Problem —
Reproduce verbatim the stretch of the rows below from the line containing "Can you find the child's short" through the final line of the rows, including both ends.

───── Exercise material ─────

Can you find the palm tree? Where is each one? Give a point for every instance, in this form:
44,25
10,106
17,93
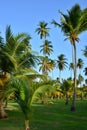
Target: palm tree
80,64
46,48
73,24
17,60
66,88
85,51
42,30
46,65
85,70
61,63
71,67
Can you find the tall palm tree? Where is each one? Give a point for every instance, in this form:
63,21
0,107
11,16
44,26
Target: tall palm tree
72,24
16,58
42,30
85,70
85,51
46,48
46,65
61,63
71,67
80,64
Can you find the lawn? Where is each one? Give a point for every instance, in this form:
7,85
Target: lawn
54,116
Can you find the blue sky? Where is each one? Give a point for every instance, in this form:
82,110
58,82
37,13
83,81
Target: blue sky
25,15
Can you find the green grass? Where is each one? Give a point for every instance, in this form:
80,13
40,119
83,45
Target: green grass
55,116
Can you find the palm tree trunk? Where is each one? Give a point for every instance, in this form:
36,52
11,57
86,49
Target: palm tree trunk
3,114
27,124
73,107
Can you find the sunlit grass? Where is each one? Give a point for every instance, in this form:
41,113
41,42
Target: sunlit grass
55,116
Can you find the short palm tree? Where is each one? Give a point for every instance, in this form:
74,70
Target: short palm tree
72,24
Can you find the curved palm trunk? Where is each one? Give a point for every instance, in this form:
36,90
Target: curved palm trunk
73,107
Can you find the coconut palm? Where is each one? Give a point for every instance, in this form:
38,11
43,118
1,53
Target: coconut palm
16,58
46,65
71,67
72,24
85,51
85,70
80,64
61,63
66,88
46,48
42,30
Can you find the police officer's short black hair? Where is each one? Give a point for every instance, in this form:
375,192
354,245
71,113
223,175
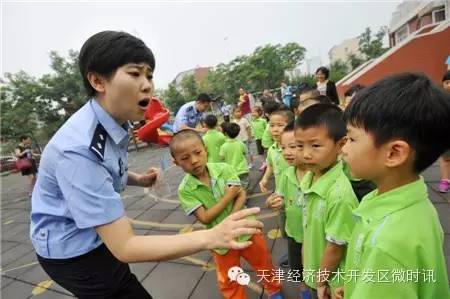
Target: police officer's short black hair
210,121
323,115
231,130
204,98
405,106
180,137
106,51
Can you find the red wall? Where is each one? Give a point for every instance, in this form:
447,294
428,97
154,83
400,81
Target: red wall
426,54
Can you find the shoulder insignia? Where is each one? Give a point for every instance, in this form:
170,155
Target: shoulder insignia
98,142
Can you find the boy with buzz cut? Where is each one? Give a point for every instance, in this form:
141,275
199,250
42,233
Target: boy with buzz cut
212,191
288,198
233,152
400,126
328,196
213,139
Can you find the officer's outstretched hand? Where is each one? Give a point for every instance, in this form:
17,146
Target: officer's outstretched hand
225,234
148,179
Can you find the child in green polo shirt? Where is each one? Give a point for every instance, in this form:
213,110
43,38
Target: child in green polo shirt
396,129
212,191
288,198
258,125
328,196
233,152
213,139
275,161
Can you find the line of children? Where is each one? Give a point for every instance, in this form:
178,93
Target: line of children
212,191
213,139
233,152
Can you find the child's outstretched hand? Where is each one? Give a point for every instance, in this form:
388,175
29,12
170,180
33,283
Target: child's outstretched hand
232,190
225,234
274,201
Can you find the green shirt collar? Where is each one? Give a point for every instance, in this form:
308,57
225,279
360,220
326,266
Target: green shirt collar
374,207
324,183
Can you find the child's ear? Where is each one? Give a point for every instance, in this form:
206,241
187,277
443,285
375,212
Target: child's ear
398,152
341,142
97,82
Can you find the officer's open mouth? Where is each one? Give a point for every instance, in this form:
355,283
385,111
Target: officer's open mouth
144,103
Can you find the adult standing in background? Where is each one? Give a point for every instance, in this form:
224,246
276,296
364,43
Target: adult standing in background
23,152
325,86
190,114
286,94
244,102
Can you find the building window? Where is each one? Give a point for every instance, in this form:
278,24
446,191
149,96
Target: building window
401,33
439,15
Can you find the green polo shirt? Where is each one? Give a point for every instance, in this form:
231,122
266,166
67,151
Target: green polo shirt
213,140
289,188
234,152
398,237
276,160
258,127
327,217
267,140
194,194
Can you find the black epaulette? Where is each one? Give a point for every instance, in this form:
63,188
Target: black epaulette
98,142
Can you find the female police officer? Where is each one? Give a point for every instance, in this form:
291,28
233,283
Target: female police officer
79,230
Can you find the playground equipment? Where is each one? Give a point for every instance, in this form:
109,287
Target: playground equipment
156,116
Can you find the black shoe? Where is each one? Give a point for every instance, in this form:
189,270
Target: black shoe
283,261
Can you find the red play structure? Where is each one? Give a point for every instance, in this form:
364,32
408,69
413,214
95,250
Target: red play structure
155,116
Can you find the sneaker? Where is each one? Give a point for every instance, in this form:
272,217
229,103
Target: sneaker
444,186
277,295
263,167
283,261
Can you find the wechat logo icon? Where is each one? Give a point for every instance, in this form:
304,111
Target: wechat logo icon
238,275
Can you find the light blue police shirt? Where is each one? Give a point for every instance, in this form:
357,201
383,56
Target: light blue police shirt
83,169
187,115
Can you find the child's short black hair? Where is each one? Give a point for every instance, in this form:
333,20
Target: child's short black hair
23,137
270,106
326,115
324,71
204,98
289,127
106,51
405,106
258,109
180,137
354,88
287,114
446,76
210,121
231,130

─────

Answer below —
Can you find the child's short black hair? Where is each one? Give a point for every instance, in this form:
333,20
Target: child's short black hair
23,137
270,106
326,115
324,71
204,98
289,127
106,51
405,106
258,109
180,137
354,88
287,114
446,76
210,121
231,130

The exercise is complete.